*BRIEF*. Where does the word "vehicle" show up in the records? Copy every line that holds it.

═══ INPUT FOR THIS TASK ═══

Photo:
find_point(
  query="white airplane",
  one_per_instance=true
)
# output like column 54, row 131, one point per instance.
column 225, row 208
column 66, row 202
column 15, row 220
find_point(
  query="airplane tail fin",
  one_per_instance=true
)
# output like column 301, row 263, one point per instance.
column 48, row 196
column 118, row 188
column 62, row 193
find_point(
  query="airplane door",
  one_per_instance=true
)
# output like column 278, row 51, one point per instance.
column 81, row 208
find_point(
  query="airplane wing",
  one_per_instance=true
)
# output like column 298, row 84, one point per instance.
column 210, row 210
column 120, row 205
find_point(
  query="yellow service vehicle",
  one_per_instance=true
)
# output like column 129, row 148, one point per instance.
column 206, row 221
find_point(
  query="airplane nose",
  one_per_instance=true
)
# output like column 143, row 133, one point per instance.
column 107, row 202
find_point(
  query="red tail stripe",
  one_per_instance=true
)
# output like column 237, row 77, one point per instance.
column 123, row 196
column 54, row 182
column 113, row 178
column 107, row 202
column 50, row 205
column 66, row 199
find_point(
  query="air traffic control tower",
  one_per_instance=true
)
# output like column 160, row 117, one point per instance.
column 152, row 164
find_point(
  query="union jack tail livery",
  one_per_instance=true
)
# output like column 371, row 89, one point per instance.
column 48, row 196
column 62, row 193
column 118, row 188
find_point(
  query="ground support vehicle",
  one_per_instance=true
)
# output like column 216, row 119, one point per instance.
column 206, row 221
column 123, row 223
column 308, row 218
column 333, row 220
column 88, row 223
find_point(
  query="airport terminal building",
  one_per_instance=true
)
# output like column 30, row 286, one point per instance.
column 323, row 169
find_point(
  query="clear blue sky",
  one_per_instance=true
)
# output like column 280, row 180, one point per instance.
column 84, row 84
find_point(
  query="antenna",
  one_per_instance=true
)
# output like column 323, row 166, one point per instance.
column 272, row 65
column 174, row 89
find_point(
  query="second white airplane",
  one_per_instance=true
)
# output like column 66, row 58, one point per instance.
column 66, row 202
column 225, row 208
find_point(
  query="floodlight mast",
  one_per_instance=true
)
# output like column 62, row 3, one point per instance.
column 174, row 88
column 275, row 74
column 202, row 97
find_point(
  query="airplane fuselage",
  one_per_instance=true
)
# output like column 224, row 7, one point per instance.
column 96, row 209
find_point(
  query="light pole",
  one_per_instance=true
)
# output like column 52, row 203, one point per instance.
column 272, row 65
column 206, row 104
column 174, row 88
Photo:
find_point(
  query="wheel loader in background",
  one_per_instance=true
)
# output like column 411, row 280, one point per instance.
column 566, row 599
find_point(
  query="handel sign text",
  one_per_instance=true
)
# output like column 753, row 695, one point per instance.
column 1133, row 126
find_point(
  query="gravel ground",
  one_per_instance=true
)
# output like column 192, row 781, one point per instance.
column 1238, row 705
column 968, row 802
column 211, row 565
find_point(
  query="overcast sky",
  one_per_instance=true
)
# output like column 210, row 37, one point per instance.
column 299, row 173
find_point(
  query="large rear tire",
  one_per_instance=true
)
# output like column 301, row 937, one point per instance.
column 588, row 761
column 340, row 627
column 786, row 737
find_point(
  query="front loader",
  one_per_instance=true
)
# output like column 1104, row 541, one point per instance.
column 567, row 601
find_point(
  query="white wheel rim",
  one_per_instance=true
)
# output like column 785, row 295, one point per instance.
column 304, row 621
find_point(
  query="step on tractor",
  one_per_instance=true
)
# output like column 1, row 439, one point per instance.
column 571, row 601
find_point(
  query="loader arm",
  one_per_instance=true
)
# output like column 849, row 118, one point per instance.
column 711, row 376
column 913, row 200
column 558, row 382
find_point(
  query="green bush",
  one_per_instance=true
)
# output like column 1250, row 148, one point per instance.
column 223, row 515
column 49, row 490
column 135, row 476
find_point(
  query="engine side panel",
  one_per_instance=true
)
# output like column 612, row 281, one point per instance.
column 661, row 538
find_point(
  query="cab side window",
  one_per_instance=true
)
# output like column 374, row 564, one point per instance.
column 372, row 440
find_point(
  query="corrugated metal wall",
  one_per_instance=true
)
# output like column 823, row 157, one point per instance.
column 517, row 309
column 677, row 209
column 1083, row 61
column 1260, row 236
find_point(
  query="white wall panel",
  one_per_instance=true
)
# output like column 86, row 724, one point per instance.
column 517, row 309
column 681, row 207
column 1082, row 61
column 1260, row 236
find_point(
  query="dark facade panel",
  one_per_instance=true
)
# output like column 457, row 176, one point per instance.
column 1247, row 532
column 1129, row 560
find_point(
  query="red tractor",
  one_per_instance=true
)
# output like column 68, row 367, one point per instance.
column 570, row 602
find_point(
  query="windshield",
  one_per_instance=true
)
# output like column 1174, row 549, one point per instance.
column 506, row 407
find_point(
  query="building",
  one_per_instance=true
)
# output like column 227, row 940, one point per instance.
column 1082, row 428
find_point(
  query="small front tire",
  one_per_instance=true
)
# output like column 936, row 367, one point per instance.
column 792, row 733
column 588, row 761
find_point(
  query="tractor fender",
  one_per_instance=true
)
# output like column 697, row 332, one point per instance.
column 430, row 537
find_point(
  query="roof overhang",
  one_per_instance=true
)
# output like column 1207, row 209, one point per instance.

═══

*EXERCISE RESPONSE*.
  query="yellow service vehicle",
  query="ground support vehicle",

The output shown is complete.